### Aufgabe A
Liste aus der Auflistung weiter unten jede Zeile auf, in der das Wort „cheese“ vorkommt, und übernimm sie unverändert.

### Textauszug
========

Bei den zur Tabelle festgestellten Ansprüchen der Gläubiger würde es sich ausnahmslos um Geldschulden handeln, deren Erfüllungsort gemäß §§ 269 Abs. 1, 270 Abs. 4 BGB der Sitz der Gesellschaft sei. Im einzelnen würde es sich u.a. um folgende Ansprüche handeln:
– Rechtsanwaltshonorar in Höhe von 1613,05 €;
– Notarhonorar in Höhe von 1865,09 €;
– Beiratsvergütung in Höhe von 5236,00 €;
– Forderung aus Dienstleistungsvertrag in Höhe von 357,00 €
Der Kläger beantragt,
1) die Beklagte zu verurteilen, an den Kläger 4568,76 € nebst Zinsen in Höhe von 5 Prozentpunkten über dem jeweiligen Basiszinssatz seit dem 25.04.2017 zu zahlen;
2) die Beklagte zu verurteilen, den Kläger von den angefallenen vorgerichtlichen Rechtsverfolgungskosten in Höhe von 492,54 € nebst Zinsen in Höhe von 5 Prozentpunkten seit dem 26.04.2018 freizustellen.
Die Beklagte beantragt, die Klage abzuweisen.
Die Beklagte meint, das angerufene Gericht sei örtlich nicht zuständig. Eine Zuständigkeit ergebe sich insbesondere nicht aus § 29 Abs. 1 ZPO. Es liege vielmehr allein eine Zuständigkeit des Gerichts am Wohnsitz der Beklagten vor.
Hinsichtlich der von ihm angeführten Forderungen habe es der Kläger versäumt darzulegen und zu beweisen, dass nicht ein abweichender Erfüllungsort zwischen der Schuldnerin und den Gläubigern vereinbart worden ist.

========

### Datenauszüge
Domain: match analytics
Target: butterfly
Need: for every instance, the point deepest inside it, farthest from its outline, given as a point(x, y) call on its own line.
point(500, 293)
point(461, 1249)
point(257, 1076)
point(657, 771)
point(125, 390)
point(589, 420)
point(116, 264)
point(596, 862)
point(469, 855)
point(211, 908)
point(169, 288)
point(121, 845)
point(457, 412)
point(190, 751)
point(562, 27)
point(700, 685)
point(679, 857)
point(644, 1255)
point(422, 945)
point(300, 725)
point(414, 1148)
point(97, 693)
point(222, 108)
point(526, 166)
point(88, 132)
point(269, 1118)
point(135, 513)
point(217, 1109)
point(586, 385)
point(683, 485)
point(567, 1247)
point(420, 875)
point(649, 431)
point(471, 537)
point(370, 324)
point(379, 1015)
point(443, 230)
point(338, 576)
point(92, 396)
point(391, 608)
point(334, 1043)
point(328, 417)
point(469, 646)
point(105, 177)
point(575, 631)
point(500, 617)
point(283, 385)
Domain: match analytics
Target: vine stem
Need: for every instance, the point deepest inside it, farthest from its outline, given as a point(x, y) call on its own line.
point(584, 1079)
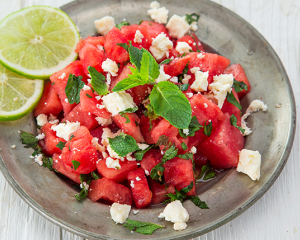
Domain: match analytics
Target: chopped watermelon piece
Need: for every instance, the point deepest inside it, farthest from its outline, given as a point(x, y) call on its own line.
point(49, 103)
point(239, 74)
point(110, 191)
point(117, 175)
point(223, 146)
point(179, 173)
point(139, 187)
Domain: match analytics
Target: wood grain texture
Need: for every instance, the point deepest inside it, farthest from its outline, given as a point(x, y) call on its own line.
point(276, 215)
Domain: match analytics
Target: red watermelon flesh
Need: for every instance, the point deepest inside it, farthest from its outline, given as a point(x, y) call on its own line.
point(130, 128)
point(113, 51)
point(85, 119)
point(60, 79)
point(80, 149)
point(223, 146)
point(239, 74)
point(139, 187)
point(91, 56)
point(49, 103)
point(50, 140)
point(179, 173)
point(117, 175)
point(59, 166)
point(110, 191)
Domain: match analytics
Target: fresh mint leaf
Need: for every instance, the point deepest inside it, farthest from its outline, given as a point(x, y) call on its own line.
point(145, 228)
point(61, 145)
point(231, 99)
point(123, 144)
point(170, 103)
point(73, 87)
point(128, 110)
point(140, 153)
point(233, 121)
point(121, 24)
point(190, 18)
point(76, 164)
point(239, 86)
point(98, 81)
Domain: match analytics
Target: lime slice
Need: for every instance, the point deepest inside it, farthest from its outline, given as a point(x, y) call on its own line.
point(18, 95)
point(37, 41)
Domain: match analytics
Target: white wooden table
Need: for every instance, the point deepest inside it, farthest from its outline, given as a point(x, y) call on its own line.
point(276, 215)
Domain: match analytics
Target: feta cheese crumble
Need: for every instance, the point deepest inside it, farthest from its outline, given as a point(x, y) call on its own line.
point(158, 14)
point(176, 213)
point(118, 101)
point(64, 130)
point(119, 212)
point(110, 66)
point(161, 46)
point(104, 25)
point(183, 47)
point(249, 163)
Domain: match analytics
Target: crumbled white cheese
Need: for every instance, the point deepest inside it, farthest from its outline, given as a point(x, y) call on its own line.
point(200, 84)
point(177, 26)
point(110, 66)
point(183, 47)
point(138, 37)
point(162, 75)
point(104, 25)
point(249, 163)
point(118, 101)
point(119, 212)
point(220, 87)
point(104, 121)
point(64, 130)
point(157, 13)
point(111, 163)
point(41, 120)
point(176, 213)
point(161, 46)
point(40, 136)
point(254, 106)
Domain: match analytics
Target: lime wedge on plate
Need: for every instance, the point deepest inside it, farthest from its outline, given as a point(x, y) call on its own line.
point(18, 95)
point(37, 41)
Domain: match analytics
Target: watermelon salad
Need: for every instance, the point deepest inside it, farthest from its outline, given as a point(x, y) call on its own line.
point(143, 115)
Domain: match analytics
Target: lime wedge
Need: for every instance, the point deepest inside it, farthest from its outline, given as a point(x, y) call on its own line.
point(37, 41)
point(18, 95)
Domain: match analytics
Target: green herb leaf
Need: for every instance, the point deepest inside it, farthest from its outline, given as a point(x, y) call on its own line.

========

### Aufgabe B
Welche Ansprüche der Gläubiger nennt der Textauszug oben einzeln? Gib jeden mit seinem Betrag an.

### Richtige Antwort A
Target: feta cheese crumble
Target: crumbled white cheese

### Richtige Antwort B
- Rechtsanwaltshonorar: 1613,05 €
- Notarhonorar: 1865,09 €
- Beiratsvergütung: 5236,00 €
- Forderung aus Dienstleistungsvertrag: 357,00 €